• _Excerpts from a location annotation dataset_
== == ==

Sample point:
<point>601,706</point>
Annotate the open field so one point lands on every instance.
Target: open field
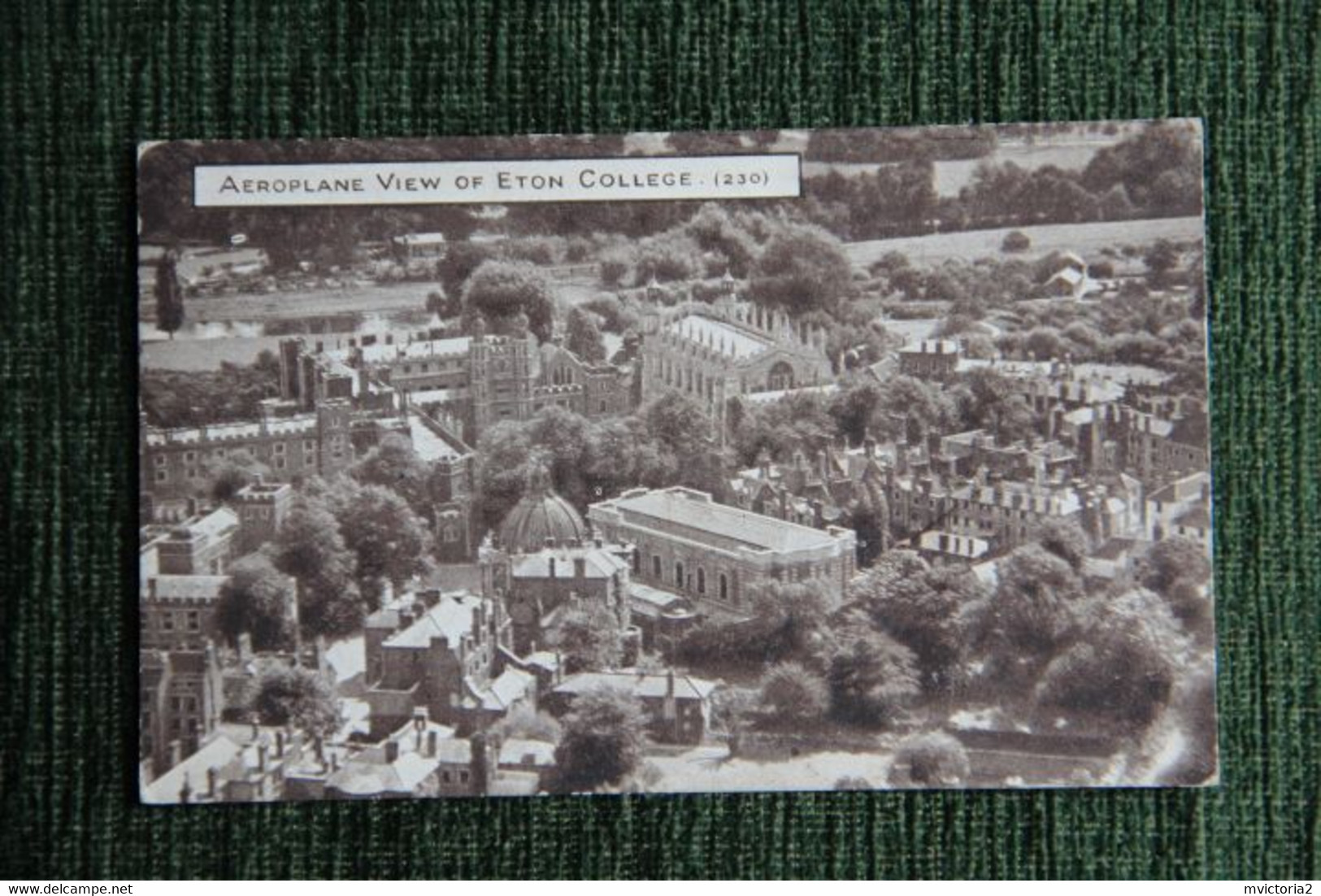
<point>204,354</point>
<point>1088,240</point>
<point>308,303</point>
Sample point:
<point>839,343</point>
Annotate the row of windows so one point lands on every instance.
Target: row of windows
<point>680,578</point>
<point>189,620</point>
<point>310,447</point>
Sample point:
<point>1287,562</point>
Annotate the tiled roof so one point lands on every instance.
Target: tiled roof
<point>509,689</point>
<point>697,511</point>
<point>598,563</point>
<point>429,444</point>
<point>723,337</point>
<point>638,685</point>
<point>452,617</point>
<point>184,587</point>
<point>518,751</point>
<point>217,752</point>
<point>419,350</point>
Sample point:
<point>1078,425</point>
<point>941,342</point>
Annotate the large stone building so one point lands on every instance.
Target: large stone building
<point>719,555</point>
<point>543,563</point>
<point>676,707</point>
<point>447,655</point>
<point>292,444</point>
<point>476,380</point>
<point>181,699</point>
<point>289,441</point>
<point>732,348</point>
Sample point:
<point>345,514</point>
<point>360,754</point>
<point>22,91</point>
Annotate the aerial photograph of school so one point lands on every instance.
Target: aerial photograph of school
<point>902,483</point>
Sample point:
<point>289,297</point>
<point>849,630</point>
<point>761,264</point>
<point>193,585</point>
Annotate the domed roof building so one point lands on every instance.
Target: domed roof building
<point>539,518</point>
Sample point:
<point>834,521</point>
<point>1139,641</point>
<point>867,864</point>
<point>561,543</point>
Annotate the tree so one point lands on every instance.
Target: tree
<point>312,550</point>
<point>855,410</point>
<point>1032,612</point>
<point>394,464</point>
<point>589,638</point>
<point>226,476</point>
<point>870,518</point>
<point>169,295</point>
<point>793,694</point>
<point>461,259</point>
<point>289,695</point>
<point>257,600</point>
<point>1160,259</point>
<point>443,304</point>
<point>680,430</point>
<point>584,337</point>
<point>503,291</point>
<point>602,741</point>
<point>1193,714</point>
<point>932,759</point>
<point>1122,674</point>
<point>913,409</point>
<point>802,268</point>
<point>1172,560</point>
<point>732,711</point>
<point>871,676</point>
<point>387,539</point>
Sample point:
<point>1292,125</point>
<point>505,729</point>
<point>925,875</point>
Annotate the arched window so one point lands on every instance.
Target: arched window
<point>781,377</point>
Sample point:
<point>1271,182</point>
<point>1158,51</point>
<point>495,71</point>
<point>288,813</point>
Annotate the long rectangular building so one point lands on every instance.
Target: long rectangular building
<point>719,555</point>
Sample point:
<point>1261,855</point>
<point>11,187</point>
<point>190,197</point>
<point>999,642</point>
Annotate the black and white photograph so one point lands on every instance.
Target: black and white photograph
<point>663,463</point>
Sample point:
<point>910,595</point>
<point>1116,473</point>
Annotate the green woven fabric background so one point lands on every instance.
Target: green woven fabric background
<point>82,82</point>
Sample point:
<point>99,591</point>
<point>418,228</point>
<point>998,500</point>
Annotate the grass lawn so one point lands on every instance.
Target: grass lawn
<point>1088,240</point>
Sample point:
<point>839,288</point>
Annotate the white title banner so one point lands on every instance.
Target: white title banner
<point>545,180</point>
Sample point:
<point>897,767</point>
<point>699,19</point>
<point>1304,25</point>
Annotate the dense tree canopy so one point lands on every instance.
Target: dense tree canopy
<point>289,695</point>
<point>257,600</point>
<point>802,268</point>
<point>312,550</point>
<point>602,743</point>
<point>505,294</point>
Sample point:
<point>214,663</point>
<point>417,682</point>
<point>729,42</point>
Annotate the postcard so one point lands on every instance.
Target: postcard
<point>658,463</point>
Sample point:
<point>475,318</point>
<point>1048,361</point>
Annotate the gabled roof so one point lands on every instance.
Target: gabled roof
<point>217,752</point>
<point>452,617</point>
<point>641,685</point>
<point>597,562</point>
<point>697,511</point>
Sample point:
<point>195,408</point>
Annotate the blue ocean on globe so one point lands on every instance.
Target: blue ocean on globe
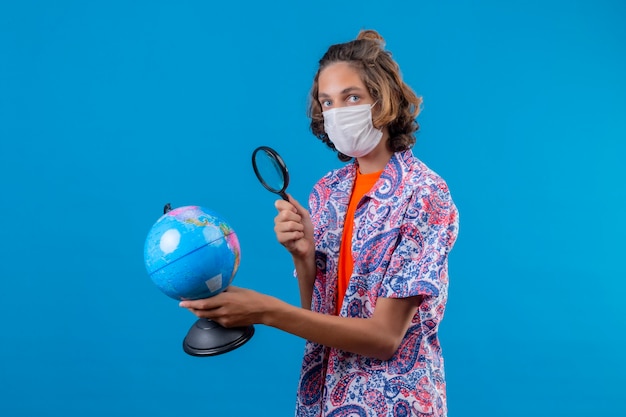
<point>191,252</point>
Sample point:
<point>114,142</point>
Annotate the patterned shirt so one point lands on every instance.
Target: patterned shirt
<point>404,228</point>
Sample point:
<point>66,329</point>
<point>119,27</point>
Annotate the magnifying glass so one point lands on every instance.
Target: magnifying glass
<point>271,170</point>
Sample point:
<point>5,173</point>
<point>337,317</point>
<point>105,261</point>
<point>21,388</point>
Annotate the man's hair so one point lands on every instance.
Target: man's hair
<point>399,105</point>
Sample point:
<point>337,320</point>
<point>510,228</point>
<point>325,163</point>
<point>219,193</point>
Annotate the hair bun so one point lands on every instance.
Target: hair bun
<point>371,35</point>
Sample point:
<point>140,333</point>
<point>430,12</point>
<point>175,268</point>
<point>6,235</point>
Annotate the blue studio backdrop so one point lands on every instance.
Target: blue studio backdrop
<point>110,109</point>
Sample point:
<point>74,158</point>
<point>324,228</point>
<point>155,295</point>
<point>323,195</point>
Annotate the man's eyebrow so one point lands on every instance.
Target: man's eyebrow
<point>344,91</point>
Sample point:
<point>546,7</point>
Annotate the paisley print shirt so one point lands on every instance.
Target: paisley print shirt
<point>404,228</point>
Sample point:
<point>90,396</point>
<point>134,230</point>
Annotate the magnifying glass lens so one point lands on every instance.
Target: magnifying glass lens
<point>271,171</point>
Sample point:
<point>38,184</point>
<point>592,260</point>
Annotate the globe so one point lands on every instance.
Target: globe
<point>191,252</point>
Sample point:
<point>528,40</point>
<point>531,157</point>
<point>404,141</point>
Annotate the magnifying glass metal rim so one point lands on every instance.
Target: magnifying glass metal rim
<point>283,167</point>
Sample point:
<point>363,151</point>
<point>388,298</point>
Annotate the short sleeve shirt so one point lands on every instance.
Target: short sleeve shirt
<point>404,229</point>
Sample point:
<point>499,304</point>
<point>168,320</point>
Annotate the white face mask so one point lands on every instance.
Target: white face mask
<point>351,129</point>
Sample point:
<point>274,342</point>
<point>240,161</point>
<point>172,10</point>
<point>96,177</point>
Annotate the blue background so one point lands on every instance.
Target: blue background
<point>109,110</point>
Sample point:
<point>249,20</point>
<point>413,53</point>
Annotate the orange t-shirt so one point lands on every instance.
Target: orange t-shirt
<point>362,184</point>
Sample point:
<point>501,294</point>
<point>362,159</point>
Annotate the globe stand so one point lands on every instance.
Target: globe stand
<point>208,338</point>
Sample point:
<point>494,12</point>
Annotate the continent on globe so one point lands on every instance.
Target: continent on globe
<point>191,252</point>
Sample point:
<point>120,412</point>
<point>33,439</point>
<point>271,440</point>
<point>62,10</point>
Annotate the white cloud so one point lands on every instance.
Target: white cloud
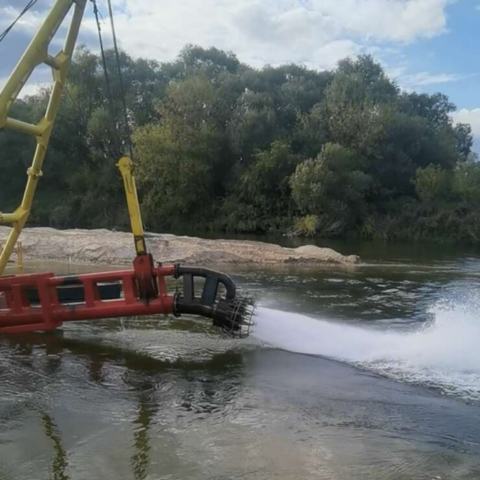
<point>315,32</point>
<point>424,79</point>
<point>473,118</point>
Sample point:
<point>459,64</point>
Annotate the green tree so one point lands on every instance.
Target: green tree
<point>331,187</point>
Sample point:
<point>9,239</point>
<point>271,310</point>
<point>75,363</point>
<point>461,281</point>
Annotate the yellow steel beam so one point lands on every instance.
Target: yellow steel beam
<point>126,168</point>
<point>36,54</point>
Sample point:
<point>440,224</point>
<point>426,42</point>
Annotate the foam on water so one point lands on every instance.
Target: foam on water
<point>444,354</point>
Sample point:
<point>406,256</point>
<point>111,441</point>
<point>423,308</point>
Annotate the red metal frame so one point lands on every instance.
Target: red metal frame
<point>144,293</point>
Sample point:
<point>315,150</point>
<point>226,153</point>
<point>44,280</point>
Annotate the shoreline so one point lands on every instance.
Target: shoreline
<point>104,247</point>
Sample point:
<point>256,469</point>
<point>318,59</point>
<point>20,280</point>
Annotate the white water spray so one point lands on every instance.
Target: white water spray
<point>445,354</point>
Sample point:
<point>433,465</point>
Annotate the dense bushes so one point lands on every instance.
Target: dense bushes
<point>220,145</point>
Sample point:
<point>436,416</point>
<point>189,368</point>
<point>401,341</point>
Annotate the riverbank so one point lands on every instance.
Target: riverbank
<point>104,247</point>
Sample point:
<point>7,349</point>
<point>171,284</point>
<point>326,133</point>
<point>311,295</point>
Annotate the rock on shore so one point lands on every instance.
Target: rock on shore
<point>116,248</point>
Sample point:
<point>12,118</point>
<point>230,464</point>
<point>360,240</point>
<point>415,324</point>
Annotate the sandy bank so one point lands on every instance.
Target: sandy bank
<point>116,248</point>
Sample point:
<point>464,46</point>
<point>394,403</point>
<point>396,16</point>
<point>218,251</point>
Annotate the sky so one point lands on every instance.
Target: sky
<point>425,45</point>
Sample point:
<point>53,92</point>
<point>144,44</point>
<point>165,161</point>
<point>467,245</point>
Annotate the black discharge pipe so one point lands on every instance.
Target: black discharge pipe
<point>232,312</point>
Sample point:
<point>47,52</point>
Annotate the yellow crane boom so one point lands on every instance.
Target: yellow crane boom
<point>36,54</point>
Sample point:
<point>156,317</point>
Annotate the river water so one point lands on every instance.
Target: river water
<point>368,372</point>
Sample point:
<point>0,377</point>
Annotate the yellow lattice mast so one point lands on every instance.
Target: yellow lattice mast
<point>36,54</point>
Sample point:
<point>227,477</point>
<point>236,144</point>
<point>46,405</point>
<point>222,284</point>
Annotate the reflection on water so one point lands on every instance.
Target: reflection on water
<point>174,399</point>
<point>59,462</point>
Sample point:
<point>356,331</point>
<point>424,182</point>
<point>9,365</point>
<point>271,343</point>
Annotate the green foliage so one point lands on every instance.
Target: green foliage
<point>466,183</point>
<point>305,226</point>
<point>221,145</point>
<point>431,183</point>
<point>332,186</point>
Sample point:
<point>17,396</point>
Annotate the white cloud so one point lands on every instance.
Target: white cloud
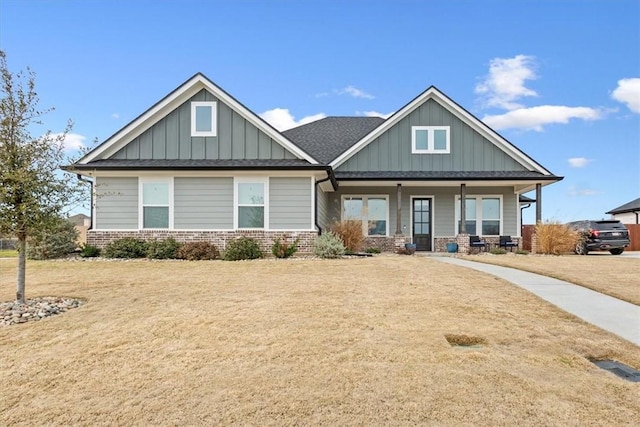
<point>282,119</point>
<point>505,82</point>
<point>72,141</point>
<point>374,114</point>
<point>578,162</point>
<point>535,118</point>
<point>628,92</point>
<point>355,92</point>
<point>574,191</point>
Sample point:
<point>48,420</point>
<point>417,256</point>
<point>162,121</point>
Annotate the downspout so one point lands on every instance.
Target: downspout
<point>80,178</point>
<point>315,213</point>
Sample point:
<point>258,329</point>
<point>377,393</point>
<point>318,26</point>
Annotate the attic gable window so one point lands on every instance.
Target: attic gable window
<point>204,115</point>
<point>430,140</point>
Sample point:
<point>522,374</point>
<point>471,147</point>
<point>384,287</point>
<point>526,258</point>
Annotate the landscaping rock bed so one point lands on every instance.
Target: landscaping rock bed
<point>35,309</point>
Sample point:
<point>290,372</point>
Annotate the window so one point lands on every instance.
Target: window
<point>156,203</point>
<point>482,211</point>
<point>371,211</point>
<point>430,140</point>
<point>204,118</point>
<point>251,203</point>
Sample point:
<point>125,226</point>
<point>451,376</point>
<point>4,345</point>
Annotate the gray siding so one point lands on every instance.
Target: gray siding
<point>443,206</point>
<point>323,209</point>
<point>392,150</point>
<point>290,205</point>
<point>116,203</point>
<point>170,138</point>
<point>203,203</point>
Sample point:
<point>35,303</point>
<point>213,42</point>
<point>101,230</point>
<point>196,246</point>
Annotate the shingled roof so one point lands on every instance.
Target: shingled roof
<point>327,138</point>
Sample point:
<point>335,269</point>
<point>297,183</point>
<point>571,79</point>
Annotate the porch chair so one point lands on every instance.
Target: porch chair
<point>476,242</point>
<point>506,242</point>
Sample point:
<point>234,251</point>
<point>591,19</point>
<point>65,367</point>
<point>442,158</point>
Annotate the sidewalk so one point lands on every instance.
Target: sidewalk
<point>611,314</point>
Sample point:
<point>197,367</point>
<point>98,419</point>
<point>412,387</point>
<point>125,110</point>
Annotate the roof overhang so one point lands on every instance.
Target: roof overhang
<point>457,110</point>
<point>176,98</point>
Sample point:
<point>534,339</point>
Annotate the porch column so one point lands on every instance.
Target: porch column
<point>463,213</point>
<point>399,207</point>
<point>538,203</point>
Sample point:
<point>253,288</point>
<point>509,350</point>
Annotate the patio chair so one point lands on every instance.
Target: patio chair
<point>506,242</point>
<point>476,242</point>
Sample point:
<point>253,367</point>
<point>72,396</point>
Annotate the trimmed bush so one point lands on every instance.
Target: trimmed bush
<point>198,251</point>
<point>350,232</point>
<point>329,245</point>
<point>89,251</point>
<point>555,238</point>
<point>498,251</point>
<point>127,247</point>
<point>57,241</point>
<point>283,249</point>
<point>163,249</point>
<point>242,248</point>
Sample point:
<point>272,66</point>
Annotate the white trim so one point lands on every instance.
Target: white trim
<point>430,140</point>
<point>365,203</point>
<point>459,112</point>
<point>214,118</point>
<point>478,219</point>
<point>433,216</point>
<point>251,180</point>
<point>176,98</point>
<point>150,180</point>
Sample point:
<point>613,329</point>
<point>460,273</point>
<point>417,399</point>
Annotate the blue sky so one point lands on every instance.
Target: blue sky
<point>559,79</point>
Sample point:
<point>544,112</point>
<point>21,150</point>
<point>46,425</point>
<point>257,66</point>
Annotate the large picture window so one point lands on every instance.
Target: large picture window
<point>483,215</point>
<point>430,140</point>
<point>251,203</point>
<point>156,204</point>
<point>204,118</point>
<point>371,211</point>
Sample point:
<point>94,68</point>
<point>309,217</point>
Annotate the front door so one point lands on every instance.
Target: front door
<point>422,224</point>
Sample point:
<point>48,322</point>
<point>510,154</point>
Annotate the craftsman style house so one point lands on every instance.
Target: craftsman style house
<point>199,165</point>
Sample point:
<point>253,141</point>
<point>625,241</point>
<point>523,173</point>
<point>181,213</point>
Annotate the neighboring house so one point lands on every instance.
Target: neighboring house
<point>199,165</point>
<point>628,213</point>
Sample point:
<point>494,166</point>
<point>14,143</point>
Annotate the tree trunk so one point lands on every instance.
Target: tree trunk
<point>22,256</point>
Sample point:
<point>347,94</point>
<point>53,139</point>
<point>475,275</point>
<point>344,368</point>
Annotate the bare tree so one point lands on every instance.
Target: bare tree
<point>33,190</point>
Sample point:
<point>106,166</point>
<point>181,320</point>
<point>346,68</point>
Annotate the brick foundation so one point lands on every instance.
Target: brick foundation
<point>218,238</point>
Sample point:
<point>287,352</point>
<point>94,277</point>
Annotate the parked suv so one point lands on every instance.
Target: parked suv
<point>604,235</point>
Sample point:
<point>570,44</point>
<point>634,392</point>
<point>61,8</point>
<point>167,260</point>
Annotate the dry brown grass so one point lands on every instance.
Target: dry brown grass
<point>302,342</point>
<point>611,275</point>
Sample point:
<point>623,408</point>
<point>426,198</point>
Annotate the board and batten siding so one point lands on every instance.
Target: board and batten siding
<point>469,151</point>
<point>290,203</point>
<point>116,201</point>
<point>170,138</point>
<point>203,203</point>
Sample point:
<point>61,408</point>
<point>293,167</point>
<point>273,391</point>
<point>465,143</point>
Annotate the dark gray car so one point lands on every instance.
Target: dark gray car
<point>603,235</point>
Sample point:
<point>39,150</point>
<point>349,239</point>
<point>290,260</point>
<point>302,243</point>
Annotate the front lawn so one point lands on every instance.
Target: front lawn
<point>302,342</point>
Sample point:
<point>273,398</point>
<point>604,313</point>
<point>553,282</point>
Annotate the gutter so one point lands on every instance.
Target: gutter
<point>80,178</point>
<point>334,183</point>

== == ==

• _Your instructions_
Convert the listing, from its first line up to and including the line containing "<point>419,350</point>", into a JSON list of strings with one string per line, skipping blank lines. Leave the pictures out of the answer.

• _Result for this exercise_
[
  "Sample point:",
  "<point>601,706</point>",
  "Annotate the open field so one point lands on every instance.",
  "Target: open field",
  "<point>204,354</point>",
  "<point>1088,240</point>",
  "<point>308,303</point>",
  "Sample point:",
  "<point>839,343</point>",
  "Annotate the row of windows so one point lands on every instance.",
  "Target: row of windows",
  "<point>680,578</point>",
  "<point>189,620</point>",
  "<point>310,447</point>",
  "Sample point:",
  "<point>1287,562</point>",
  "Annotate the tiled roof so one point lands on every instance.",
  "Target: tiled roof",
  "<point>509,689</point>",
  "<point>697,511</point>",
  "<point>598,563</point>",
  "<point>429,444</point>",
  "<point>723,337</point>",
  "<point>638,685</point>",
  "<point>452,617</point>",
  "<point>184,587</point>",
  "<point>518,751</point>",
  "<point>217,752</point>",
  "<point>419,350</point>"
]